What to work on:
A – In the article on parenthood, render the sentence "Parents spend 50 percent more time with their kids than did folks in 1975." into Spanish.
B – Proceed with the article on parenthood, writing on from its final sentence.

In the natural sciences, an explosion of research describes the biochemistry of parenthood, but social scientists didn't recognize the science on the natural side, said David Blankenhorn, president of the Institute for American Values and co-host of the 2008 conference. Besides gathering both together to examine the "whole-parent experience," he said, conference sponsors wanted to get some distance from the “polarizations and simplicities that often accompany discussions of this, depending on where one stands on the conflict of the day. 'Everything is biology.' 'Nothing is biology.’ ”

Family life in America has changed. Couples delay marriage five years on average compared to 1970, and longer among the college-educated.

That's not the only difference between classes that increasingly divide along not just economic but educational lines, with the educated forming an upper class that is more traditional in terms of family life.

The story of those with less education includes more out-of-wedlock births, cohabitation and divorce. One study in the report said when women are less educated, about 42 percent of their oldest children spend part of their first decade in a family that is neither stable nor married. With college-educated moms, that's true for only 17 percent of oldest children.

Blankenhorn noted a “crisis of father absence and weakening of family structure among the 70 percent who are not upscale.”
Parenting is also both more intense and more costly, the report said. Parents spend 50 percent more time with their kids than did folks in 1975. The Department of Agriculture's annual reckoning says it costs the average family $226,920 to raise a child to age 18 — about $41,000 more than in 1960.

Still, the authors call parenthood "transformative" and "meaningful."

Intricate interactions
Blankenhorn likens parenthood to a pair of dancers engaged in a complex routine. It is hard for a mother alone or a father alone to provide a child with all he or she needs, he said, but when they are together, "the child tends to get the whole thing. Not everything is gendered, but a fair amount is."

He describes this scene: Junior and Jillie are running around a playground, laughing and trying new things. Mom yells, "Be careful." Dad says, "See if you can climb to the top."

The roles are not always that way, but research says it's a common pattern.

"The wonderful thing about that is that 'be careful' is a very, very fine piece of advice," said Blankenhorn. And 'can you climb to the top' is a very, very fine challenge. Both are pretty darned important and it's not like you have to choose which one is correct.

(Dataset entries)
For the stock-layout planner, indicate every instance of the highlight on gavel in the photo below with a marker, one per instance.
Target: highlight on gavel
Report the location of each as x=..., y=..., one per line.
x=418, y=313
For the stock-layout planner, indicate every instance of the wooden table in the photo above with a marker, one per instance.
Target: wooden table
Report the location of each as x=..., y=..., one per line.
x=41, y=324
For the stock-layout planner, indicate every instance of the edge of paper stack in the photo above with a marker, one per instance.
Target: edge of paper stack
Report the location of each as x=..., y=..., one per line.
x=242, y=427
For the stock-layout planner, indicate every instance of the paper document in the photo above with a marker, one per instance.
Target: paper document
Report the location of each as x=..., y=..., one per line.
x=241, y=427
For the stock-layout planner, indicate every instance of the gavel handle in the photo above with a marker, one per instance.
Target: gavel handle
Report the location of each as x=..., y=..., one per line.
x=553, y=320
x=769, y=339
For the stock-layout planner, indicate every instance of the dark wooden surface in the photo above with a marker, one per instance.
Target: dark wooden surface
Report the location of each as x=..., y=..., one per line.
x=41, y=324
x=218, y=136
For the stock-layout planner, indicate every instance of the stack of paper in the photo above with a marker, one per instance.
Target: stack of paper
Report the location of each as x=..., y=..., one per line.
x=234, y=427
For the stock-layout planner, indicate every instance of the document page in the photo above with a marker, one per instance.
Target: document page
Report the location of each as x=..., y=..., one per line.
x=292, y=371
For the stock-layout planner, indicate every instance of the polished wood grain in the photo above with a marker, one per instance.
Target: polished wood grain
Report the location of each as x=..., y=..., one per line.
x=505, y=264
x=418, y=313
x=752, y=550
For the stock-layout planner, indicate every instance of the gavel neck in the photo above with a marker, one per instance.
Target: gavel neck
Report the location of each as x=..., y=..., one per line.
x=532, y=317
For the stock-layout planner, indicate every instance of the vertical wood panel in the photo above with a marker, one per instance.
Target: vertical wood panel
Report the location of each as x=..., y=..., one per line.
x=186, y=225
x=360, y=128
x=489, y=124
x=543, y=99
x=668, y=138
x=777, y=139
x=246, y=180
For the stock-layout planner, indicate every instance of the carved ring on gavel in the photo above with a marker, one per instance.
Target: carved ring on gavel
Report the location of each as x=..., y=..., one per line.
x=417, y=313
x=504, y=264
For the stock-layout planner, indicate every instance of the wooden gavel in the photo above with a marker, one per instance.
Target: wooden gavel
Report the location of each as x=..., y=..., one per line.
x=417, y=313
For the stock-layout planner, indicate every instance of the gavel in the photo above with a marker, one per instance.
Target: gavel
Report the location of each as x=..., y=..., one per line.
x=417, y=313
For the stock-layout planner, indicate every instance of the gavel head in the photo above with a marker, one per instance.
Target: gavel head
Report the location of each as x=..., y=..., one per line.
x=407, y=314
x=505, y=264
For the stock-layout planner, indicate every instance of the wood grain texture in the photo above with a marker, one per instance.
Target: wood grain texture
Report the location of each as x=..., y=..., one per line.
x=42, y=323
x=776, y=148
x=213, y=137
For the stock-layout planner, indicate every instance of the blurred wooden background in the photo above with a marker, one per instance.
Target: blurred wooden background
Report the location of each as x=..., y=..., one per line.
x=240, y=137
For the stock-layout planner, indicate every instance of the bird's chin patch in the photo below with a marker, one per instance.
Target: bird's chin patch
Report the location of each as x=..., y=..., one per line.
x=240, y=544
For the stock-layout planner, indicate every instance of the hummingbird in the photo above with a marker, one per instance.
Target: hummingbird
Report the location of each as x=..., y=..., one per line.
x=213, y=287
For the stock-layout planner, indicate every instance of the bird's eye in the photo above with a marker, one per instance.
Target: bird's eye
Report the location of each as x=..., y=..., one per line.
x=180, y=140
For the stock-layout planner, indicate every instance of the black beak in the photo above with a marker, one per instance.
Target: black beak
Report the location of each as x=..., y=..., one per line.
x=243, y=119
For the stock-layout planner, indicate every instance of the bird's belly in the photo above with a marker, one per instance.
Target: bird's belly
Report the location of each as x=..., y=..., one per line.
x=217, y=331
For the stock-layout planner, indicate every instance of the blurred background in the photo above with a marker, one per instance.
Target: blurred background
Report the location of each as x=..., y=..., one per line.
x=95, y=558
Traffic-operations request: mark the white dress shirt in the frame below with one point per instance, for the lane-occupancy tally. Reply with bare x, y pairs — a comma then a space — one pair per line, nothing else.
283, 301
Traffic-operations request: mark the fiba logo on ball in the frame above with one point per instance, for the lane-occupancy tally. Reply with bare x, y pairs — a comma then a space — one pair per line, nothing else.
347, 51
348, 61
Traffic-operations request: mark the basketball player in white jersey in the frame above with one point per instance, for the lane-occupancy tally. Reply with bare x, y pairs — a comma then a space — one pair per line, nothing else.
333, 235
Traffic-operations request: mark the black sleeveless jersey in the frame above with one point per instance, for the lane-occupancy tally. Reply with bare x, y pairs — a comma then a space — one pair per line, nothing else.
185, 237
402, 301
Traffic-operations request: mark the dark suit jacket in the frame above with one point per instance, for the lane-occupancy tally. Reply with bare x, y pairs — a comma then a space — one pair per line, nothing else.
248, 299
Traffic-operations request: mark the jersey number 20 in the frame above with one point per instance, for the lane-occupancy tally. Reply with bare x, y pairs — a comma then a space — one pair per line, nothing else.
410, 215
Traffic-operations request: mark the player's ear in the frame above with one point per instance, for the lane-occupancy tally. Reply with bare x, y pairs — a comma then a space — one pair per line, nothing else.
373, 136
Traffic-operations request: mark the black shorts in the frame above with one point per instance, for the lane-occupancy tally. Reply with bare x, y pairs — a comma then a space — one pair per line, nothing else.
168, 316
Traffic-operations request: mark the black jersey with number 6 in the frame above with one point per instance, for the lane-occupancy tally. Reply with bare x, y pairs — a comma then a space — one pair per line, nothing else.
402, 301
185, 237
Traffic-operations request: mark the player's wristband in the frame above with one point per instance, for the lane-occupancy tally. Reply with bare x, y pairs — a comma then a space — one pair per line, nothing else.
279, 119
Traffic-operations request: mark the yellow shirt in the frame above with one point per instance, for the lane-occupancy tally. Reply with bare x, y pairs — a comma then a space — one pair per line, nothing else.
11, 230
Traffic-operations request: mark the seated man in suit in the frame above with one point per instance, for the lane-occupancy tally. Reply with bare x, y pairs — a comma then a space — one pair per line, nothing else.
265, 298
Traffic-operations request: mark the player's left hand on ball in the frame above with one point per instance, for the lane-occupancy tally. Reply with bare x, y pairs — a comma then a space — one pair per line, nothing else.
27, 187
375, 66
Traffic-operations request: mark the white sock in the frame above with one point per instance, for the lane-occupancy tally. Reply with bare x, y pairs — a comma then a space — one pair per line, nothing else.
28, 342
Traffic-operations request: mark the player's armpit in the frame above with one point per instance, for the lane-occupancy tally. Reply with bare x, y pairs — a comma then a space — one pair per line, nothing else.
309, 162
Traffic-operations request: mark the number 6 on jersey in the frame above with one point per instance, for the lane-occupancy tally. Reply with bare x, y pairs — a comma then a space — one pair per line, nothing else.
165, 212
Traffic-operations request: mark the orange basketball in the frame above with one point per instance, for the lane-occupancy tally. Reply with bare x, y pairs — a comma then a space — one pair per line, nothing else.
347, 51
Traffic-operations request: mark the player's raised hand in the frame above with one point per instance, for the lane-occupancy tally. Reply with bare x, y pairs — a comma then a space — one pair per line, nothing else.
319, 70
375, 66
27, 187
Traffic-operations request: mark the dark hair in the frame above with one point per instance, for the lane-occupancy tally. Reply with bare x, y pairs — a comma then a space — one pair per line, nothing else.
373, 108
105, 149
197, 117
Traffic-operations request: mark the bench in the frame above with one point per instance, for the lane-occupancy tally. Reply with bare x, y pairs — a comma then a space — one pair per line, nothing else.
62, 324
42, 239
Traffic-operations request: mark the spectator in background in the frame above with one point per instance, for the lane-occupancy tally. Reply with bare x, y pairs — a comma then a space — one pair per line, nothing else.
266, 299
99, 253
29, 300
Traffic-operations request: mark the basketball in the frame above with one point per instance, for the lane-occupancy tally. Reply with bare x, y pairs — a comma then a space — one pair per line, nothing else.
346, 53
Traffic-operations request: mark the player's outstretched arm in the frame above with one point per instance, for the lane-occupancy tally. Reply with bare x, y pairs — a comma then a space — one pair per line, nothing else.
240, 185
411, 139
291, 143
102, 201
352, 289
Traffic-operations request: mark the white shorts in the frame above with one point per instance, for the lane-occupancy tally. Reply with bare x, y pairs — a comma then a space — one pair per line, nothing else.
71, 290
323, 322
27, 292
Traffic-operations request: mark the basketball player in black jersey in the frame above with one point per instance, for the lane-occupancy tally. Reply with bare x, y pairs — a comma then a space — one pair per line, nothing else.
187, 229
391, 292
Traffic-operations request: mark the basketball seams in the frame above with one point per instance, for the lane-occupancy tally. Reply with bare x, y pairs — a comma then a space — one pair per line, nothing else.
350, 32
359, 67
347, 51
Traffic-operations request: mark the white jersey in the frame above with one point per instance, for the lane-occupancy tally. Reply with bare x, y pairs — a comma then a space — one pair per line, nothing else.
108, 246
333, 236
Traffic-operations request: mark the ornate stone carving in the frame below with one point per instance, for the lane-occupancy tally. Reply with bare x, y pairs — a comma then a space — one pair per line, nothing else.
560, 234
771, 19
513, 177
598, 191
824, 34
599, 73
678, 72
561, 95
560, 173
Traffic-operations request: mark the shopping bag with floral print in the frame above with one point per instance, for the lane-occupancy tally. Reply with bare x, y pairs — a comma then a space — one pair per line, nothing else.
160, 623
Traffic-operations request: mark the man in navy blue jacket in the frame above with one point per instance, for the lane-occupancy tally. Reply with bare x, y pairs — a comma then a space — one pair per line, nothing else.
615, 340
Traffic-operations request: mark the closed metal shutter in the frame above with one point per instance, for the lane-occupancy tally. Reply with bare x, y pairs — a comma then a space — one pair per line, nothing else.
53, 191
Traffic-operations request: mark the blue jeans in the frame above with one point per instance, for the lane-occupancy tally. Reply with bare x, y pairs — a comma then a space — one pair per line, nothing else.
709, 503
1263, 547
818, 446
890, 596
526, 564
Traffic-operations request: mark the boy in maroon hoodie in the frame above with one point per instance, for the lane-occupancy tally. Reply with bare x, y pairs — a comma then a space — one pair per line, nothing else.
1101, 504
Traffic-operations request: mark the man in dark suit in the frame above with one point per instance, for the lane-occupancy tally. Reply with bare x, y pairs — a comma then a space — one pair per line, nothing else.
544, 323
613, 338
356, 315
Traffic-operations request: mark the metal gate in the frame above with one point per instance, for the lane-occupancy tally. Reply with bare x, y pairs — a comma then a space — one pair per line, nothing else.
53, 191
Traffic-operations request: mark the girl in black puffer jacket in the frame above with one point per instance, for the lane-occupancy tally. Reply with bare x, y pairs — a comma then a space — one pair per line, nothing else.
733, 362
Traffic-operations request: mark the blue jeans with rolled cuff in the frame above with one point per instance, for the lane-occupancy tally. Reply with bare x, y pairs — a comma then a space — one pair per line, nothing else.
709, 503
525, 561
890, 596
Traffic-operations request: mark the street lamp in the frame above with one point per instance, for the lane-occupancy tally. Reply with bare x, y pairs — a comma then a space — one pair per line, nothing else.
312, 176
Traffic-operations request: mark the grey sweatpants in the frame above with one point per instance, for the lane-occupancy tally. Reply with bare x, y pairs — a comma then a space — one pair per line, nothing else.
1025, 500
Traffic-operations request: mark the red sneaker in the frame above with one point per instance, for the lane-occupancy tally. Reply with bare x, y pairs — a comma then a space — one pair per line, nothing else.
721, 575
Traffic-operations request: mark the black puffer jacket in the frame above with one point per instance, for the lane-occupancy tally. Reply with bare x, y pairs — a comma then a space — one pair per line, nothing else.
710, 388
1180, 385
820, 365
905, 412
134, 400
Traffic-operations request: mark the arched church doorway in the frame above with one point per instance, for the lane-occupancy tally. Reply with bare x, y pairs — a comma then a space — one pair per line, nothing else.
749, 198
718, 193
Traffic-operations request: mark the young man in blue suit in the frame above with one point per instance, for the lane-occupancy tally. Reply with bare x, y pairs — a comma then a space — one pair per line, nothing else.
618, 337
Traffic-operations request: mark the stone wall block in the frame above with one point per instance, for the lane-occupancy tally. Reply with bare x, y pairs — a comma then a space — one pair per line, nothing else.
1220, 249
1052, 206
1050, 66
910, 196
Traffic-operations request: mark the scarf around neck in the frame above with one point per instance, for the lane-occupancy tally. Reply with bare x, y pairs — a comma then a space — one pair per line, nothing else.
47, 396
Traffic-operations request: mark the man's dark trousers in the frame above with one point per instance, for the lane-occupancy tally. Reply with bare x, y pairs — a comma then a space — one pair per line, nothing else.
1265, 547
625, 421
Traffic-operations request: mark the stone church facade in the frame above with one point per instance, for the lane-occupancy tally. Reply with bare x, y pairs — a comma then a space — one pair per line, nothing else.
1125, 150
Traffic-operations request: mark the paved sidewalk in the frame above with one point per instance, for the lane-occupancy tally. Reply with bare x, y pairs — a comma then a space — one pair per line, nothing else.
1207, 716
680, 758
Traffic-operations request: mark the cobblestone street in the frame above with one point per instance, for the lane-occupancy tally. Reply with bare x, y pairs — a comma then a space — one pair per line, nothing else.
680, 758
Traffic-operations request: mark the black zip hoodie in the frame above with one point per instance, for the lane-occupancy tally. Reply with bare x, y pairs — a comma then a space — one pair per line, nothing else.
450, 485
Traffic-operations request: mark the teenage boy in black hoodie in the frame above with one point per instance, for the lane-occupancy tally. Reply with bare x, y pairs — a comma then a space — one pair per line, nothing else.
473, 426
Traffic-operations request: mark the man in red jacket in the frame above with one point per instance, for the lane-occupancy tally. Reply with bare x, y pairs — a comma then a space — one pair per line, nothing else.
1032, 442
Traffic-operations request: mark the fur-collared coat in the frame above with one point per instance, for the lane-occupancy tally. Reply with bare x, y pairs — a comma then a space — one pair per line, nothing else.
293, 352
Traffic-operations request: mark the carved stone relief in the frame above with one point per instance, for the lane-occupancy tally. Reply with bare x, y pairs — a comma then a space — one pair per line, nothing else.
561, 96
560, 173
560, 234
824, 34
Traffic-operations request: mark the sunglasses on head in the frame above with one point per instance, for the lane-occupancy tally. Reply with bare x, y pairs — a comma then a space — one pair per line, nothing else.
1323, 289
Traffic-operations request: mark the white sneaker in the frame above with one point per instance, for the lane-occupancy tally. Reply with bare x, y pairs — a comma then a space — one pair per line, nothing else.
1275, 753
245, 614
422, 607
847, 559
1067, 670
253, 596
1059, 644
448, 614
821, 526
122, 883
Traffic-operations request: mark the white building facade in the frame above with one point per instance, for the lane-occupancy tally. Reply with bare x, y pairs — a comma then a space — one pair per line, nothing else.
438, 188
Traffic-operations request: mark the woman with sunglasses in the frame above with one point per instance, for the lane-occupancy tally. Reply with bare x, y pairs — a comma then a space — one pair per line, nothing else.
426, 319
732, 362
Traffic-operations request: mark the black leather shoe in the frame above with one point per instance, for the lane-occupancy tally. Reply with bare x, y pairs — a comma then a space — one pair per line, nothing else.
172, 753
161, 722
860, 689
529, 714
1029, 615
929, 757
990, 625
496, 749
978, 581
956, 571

Answers for the exercise:
A – Los padres pasan un 50 por ciento más de tiempo con sus hijos que la gente en 1975.

B –
Together, they are great!"

Affection between partners brings chemicals that mediate feelings of reward. Touch, physical intimacy and verbal communication all trigger those chemical changes, said Kline.
“Of course, sex can be pleasurable and is requisite for reproduction. But this intense attraction to one another over time serves perhaps an even larger purpose. Blankenhorn notes it is the couple’s ongoing emotional entanglement and interest in one another that helps to create the couple that will raise the child,” the report said.

The father

Recent research has put a lot of emphasis on fathers. They aren't more important than mothers, said Blankenhorn, but they are less likely to live with their children. As many as 40 percent of kids go to sleep in a home where their father doesn’t live. Blankenhorn calls it “arguably our most urgent social problem.”

Wilcox is taken with the “generative power of fatherhood for men, in the biological, emotional and social sense. Men who live in close proximity to their kids and engage intellectually, emotionally, socially and athletically see their children flourish,” he said.

“Fatherhood is transformative for men.”

Because couples are different, they will do things differently, the report said. "Attention, affection and discipline are similar but they engage kids differently.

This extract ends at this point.